- **Task goal**: Pull out each line of the listing below that contains the word "white" and copy it unchanged.

- **Entries supplied**:
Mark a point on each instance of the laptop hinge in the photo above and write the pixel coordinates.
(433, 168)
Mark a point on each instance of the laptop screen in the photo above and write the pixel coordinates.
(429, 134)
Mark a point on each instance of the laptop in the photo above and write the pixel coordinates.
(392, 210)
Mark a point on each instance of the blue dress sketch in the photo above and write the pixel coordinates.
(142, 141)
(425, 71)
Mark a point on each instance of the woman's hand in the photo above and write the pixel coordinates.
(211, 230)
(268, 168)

--

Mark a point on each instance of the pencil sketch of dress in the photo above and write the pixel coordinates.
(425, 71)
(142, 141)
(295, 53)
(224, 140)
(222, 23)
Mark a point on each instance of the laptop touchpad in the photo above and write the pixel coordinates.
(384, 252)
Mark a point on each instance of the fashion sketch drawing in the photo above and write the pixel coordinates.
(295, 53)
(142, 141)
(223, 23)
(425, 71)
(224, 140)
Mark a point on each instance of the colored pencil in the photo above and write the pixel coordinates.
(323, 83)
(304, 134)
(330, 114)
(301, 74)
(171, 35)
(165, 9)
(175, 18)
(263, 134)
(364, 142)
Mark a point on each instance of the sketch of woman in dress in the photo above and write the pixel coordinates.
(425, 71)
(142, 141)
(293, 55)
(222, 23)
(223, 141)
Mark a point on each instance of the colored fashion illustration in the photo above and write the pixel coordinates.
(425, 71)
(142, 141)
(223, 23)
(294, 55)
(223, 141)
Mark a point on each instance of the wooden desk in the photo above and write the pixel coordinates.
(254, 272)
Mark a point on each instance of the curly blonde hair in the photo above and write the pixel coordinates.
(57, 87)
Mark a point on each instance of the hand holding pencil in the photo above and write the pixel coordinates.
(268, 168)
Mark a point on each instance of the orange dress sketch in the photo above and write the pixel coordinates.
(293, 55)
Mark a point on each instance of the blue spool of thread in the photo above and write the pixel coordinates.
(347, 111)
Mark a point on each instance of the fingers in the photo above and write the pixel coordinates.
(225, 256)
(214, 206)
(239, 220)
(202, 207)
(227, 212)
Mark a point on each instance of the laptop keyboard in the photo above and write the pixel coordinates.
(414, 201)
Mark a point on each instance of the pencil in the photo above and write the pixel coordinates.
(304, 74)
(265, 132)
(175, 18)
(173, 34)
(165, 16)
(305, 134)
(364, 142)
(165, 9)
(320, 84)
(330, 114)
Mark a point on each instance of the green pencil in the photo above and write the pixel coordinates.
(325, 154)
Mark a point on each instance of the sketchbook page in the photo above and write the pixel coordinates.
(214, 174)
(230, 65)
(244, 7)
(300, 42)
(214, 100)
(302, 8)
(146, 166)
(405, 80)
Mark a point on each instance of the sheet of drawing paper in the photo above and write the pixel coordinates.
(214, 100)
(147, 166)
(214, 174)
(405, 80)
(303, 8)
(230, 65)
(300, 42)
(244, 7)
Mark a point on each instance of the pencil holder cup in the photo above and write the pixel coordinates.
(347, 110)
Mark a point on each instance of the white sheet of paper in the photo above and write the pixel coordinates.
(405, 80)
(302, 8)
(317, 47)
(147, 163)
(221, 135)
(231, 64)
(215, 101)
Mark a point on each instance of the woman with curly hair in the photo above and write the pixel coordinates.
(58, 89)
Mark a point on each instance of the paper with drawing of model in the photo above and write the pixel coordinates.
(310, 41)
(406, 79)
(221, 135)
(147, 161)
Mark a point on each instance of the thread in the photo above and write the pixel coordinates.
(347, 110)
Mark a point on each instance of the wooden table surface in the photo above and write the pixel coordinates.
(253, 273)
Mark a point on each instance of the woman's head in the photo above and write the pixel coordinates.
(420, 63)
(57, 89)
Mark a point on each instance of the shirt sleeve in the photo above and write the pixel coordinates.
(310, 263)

--

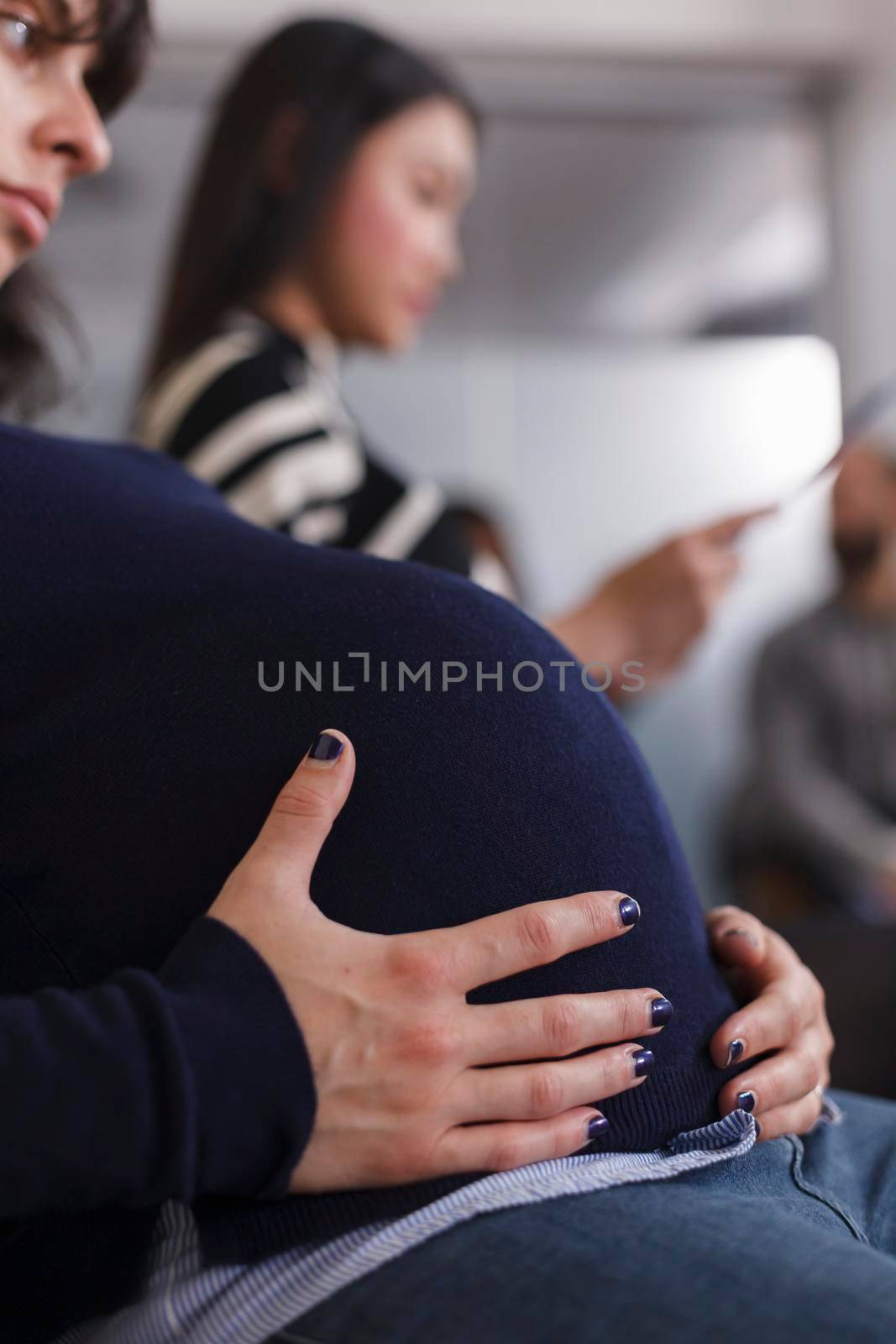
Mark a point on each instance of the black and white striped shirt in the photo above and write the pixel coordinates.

- **Result below**:
Mark a point on each instance of the white sheet of paper in the photo above and write the pixel coordinates.
Mark a point on each instance of the black and white striped shirt in the photo above and write the pixel coordinates.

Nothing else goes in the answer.